[Stored items from a collection]
- Opening Delimiter -

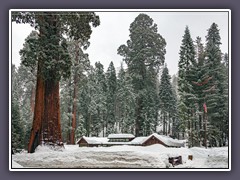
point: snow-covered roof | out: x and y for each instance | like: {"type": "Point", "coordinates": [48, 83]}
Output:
{"type": "Point", "coordinates": [116, 136]}
{"type": "Point", "coordinates": [167, 140]}
{"type": "Point", "coordinates": [94, 140]}
{"type": "Point", "coordinates": [139, 140]}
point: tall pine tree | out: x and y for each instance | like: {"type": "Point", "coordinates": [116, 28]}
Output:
{"type": "Point", "coordinates": [144, 51]}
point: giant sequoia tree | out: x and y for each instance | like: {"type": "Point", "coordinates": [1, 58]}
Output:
{"type": "Point", "coordinates": [53, 62]}
{"type": "Point", "coordinates": [143, 52]}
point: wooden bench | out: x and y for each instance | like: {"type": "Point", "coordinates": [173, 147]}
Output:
{"type": "Point", "coordinates": [175, 160]}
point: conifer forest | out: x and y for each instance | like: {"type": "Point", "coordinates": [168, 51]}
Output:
{"type": "Point", "coordinates": [58, 96]}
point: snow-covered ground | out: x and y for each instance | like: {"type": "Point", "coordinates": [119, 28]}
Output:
{"type": "Point", "coordinates": [154, 156]}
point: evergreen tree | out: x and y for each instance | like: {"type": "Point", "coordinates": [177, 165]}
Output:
{"type": "Point", "coordinates": [144, 51]}
{"type": "Point", "coordinates": [125, 102]}
{"type": "Point", "coordinates": [216, 97]}
{"type": "Point", "coordinates": [111, 80]}
{"type": "Point", "coordinates": [167, 100]}
{"type": "Point", "coordinates": [185, 72]}
{"type": "Point", "coordinates": [53, 63]}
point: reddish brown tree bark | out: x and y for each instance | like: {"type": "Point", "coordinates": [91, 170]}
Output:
{"type": "Point", "coordinates": [35, 134]}
{"type": "Point", "coordinates": [32, 99]}
{"type": "Point", "coordinates": [74, 110]}
{"type": "Point", "coordinates": [51, 127]}
{"type": "Point", "coordinates": [46, 128]}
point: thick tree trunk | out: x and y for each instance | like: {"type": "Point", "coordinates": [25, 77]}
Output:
{"type": "Point", "coordinates": [32, 100]}
{"type": "Point", "coordinates": [51, 121]}
{"type": "Point", "coordinates": [74, 112]}
{"type": "Point", "coordinates": [35, 134]}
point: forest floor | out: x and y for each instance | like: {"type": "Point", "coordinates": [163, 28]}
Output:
{"type": "Point", "coordinates": [152, 157]}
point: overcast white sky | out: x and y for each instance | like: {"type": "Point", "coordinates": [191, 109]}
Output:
{"type": "Point", "coordinates": [114, 31]}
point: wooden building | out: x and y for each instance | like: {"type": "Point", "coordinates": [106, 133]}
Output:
{"type": "Point", "coordinates": [129, 139]}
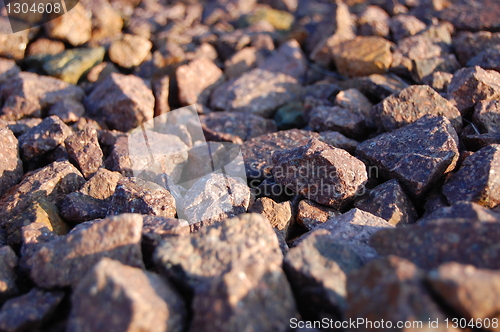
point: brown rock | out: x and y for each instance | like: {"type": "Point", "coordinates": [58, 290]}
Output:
{"type": "Point", "coordinates": [129, 51]}
{"type": "Point", "coordinates": [64, 261]}
{"type": "Point", "coordinates": [476, 181]}
{"type": "Point", "coordinates": [322, 173]}
{"type": "Point", "coordinates": [11, 168]}
{"type": "Point", "coordinates": [472, 85]}
{"type": "Point", "coordinates": [411, 104]}
{"type": "Point", "coordinates": [95, 306]}
{"type": "Point", "coordinates": [29, 311]}
{"type": "Point", "coordinates": [432, 244]}
{"type": "Point", "coordinates": [417, 155]}
{"type": "Point", "coordinates": [363, 56]}
{"type": "Point", "coordinates": [233, 269]}
{"type": "Point", "coordinates": [125, 101]}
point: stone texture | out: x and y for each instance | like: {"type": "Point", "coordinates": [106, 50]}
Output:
{"type": "Point", "coordinates": [197, 80]}
{"type": "Point", "coordinates": [125, 101]}
{"type": "Point", "coordinates": [416, 155]}
{"type": "Point", "coordinates": [29, 311]}
{"type": "Point", "coordinates": [469, 291]}
{"type": "Point", "coordinates": [411, 104]}
{"type": "Point", "coordinates": [400, 292]}
{"type": "Point", "coordinates": [258, 92]}
{"type": "Point", "coordinates": [311, 214]}
{"type": "Point", "coordinates": [363, 56]}
{"type": "Point", "coordinates": [322, 173]}
{"type": "Point", "coordinates": [317, 269]}
{"type": "Point", "coordinates": [476, 180]}
{"type": "Point", "coordinates": [433, 244]}
{"type": "Point", "coordinates": [389, 202]}
{"type": "Point", "coordinates": [234, 272]}
{"type": "Point", "coordinates": [145, 301]}
{"type": "Point", "coordinates": [11, 168]}
{"type": "Point", "coordinates": [134, 195]}
{"type": "Point", "coordinates": [64, 261]}
{"type": "Point", "coordinates": [472, 85]}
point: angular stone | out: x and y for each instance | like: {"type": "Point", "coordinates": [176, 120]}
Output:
{"type": "Point", "coordinates": [95, 306]}
{"type": "Point", "coordinates": [363, 56]}
{"type": "Point", "coordinates": [257, 151]}
{"type": "Point", "coordinates": [64, 261]}
{"type": "Point", "coordinates": [29, 311]}
{"type": "Point", "coordinates": [125, 101]}
{"type": "Point", "coordinates": [129, 51]}
{"type": "Point", "coordinates": [311, 214]}
{"type": "Point", "coordinates": [411, 104]}
{"type": "Point", "coordinates": [417, 155]}
{"type": "Point", "coordinates": [258, 92]}
{"type": "Point", "coordinates": [27, 93]}
{"type": "Point", "coordinates": [11, 168]}
{"type": "Point", "coordinates": [317, 269]}
{"type": "Point", "coordinates": [8, 264]}
{"type": "Point", "coordinates": [476, 181]}
{"type": "Point", "coordinates": [84, 151]}
{"type": "Point", "coordinates": [45, 137]}
{"type": "Point", "coordinates": [471, 292]}
{"type": "Point", "coordinates": [432, 244]}
{"type": "Point", "coordinates": [236, 265]}
{"type": "Point", "coordinates": [400, 292]}
{"type": "Point", "coordinates": [472, 85]}
{"type": "Point", "coordinates": [322, 173]}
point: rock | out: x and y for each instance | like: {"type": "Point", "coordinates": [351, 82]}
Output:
{"type": "Point", "coordinates": [70, 65]}
{"type": "Point", "coordinates": [257, 151]}
{"type": "Point", "coordinates": [45, 137]}
{"type": "Point", "coordinates": [29, 311]}
{"type": "Point", "coordinates": [236, 265]}
{"type": "Point", "coordinates": [125, 101]}
{"type": "Point", "coordinates": [322, 173]}
{"type": "Point", "coordinates": [279, 215]}
{"type": "Point", "coordinates": [471, 292]}
{"type": "Point", "coordinates": [27, 93]}
{"type": "Point", "coordinates": [400, 292]}
{"type": "Point", "coordinates": [11, 168]}
{"type": "Point", "coordinates": [411, 104]}
{"type": "Point", "coordinates": [197, 80]}
{"type": "Point", "coordinates": [84, 151]}
{"type": "Point", "coordinates": [417, 155]}
{"type": "Point", "coordinates": [258, 92]}
{"type": "Point", "coordinates": [311, 214]}
{"type": "Point", "coordinates": [472, 85]}
{"type": "Point", "coordinates": [129, 51]}
{"type": "Point", "coordinates": [389, 202]}
{"type": "Point", "coordinates": [134, 195]}
{"type": "Point", "coordinates": [432, 244]}
{"type": "Point", "coordinates": [363, 56]}
{"type": "Point", "coordinates": [64, 261]}
{"type": "Point", "coordinates": [242, 125]}
{"type": "Point", "coordinates": [214, 198]}
{"type": "Point", "coordinates": [475, 181]}
{"type": "Point", "coordinates": [8, 264]}
{"type": "Point", "coordinates": [74, 27]}
{"type": "Point", "coordinates": [95, 306]}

- Closing Delimiter -

- Aim of the task -
Set down all the entries above verbatim, and include none of the pictures.

- Response area -
point: snow-covered roof | out: x and y for each instance | like: {"type": "Point", "coordinates": [48, 83]}
Output:
{"type": "Point", "coordinates": [116, 136]}
{"type": "Point", "coordinates": [167, 140]}
{"type": "Point", "coordinates": [94, 140]}
{"type": "Point", "coordinates": [139, 140]}
point: tall pine tree | out: x and y for each instance | like: {"type": "Point", "coordinates": [116, 28]}
Output:
{"type": "Point", "coordinates": [144, 51]}
point: giant sequoia tree | out: x and y for each instance | like: {"type": "Point", "coordinates": [1, 58]}
Output:
{"type": "Point", "coordinates": [53, 62]}
{"type": "Point", "coordinates": [143, 52]}
point: wooden bench | out: x and y for each instance | like: {"type": "Point", "coordinates": [173, 147]}
Output:
{"type": "Point", "coordinates": [175, 160]}
point: conifer forest | out: x and y for each instance | like: {"type": "Point", "coordinates": [168, 51]}
Output:
{"type": "Point", "coordinates": [58, 96]}
point: snow-covered ground | out: x and y for each instance | like: {"type": "Point", "coordinates": [119, 28]}
Output:
{"type": "Point", "coordinates": [154, 156]}
point: evergreen tree | out: x and y for each instance | like: {"type": "Point", "coordinates": [177, 165]}
Output:
{"type": "Point", "coordinates": [144, 51]}
{"type": "Point", "coordinates": [125, 102]}
{"type": "Point", "coordinates": [216, 97]}
{"type": "Point", "coordinates": [111, 80]}
{"type": "Point", "coordinates": [167, 100]}
{"type": "Point", "coordinates": [185, 72]}
{"type": "Point", "coordinates": [53, 63]}
point: reddish brown tree bark | out: x and y for each instance | like: {"type": "Point", "coordinates": [91, 170]}
Output:
{"type": "Point", "coordinates": [35, 134]}
{"type": "Point", "coordinates": [32, 99]}
{"type": "Point", "coordinates": [74, 110]}
{"type": "Point", "coordinates": [51, 127]}
{"type": "Point", "coordinates": [46, 128]}
point: thick tree trunk | out: x and y for each instance | like: {"type": "Point", "coordinates": [25, 77]}
Output:
{"type": "Point", "coordinates": [32, 100]}
{"type": "Point", "coordinates": [51, 121]}
{"type": "Point", "coordinates": [74, 112]}
{"type": "Point", "coordinates": [35, 134]}
point: forest floor | out: x and y for each instance | like: {"type": "Point", "coordinates": [163, 28]}
Output:
{"type": "Point", "coordinates": [152, 157]}
point: overcast white sky | out: x and y for each instance | like: {"type": "Point", "coordinates": [191, 109]}
Output:
{"type": "Point", "coordinates": [114, 31]}
point: wooden building | out: x and y for each instance | like: {"type": "Point", "coordinates": [106, 133]}
Output:
{"type": "Point", "coordinates": [129, 139]}
point: brown rock | out: x and y for each instance | like: {"type": "Point", "coordinates": [58, 290]}
Output:
{"type": "Point", "coordinates": [129, 51]}
{"type": "Point", "coordinates": [64, 261]}
{"type": "Point", "coordinates": [476, 181]}
{"type": "Point", "coordinates": [322, 173]}
{"type": "Point", "coordinates": [11, 168]}
{"type": "Point", "coordinates": [472, 85]}
{"type": "Point", "coordinates": [411, 104]}
{"type": "Point", "coordinates": [95, 306]}
{"type": "Point", "coordinates": [29, 311]}
{"type": "Point", "coordinates": [432, 244]}
{"type": "Point", "coordinates": [417, 155]}
{"type": "Point", "coordinates": [363, 56]}
{"type": "Point", "coordinates": [233, 269]}
{"type": "Point", "coordinates": [125, 101]}
point: stone texture | out: x and y for each instance | like: {"type": "Point", "coordinates": [106, 50]}
Output:
{"type": "Point", "coordinates": [197, 80]}
{"type": "Point", "coordinates": [125, 101]}
{"type": "Point", "coordinates": [416, 155]}
{"type": "Point", "coordinates": [29, 311]}
{"type": "Point", "coordinates": [469, 291]}
{"type": "Point", "coordinates": [411, 104]}
{"type": "Point", "coordinates": [400, 292]}
{"type": "Point", "coordinates": [258, 92]}
{"type": "Point", "coordinates": [311, 214]}
{"type": "Point", "coordinates": [363, 56]}
{"type": "Point", "coordinates": [322, 173]}
{"type": "Point", "coordinates": [317, 269]}
{"type": "Point", "coordinates": [476, 180]}
{"type": "Point", "coordinates": [433, 244]}
{"type": "Point", "coordinates": [389, 202]}
{"type": "Point", "coordinates": [234, 272]}
{"type": "Point", "coordinates": [145, 301]}
{"type": "Point", "coordinates": [11, 168]}
{"type": "Point", "coordinates": [134, 195]}
{"type": "Point", "coordinates": [64, 261]}
{"type": "Point", "coordinates": [472, 85]}
point: angular stone | out: x and y for each instance | like: {"type": "Point", "coordinates": [176, 120]}
Output:
{"type": "Point", "coordinates": [95, 306]}
{"type": "Point", "coordinates": [363, 56]}
{"type": "Point", "coordinates": [257, 151]}
{"type": "Point", "coordinates": [64, 261]}
{"type": "Point", "coordinates": [29, 311]}
{"type": "Point", "coordinates": [125, 101]}
{"type": "Point", "coordinates": [129, 51]}
{"type": "Point", "coordinates": [311, 214]}
{"type": "Point", "coordinates": [411, 104]}
{"type": "Point", "coordinates": [417, 155]}
{"type": "Point", "coordinates": [258, 92]}
{"type": "Point", "coordinates": [27, 93]}
{"type": "Point", "coordinates": [11, 168]}
{"type": "Point", "coordinates": [317, 269]}
{"type": "Point", "coordinates": [8, 264]}
{"type": "Point", "coordinates": [476, 181]}
{"type": "Point", "coordinates": [84, 151]}
{"type": "Point", "coordinates": [45, 137]}
{"type": "Point", "coordinates": [471, 292]}
{"type": "Point", "coordinates": [432, 244]}
{"type": "Point", "coordinates": [236, 265]}
{"type": "Point", "coordinates": [400, 292]}
{"type": "Point", "coordinates": [472, 85]}
{"type": "Point", "coordinates": [322, 173]}
point: rock | out: x and y for each instance | like: {"type": "Point", "coordinates": [351, 82]}
Output:
{"type": "Point", "coordinates": [70, 65]}
{"type": "Point", "coordinates": [257, 151]}
{"type": "Point", "coordinates": [45, 137]}
{"type": "Point", "coordinates": [29, 311]}
{"type": "Point", "coordinates": [236, 265]}
{"type": "Point", "coordinates": [125, 101]}
{"type": "Point", "coordinates": [322, 173]}
{"type": "Point", "coordinates": [279, 215]}
{"type": "Point", "coordinates": [471, 292]}
{"type": "Point", "coordinates": [27, 93]}
{"type": "Point", "coordinates": [400, 292]}
{"type": "Point", "coordinates": [11, 168]}
{"type": "Point", "coordinates": [411, 104]}
{"type": "Point", "coordinates": [197, 80]}
{"type": "Point", "coordinates": [84, 151]}
{"type": "Point", "coordinates": [417, 155]}
{"type": "Point", "coordinates": [258, 92]}
{"type": "Point", "coordinates": [311, 214]}
{"type": "Point", "coordinates": [472, 85]}
{"type": "Point", "coordinates": [129, 51]}
{"type": "Point", "coordinates": [389, 202]}
{"type": "Point", "coordinates": [134, 195]}
{"type": "Point", "coordinates": [432, 244]}
{"type": "Point", "coordinates": [363, 56]}
{"type": "Point", "coordinates": [64, 261]}
{"type": "Point", "coordinates": [242, 125]}
{"type": "Point", "coordinates": [214, 198]}
{"type": "Point", "coordinates": [475, 181]}
{"type": "Point", "coordinates": [8, 264]}
{"type": "Point", "coordinates": [74, 27]}
{"type": "Point", "coordinates": [95, 306]}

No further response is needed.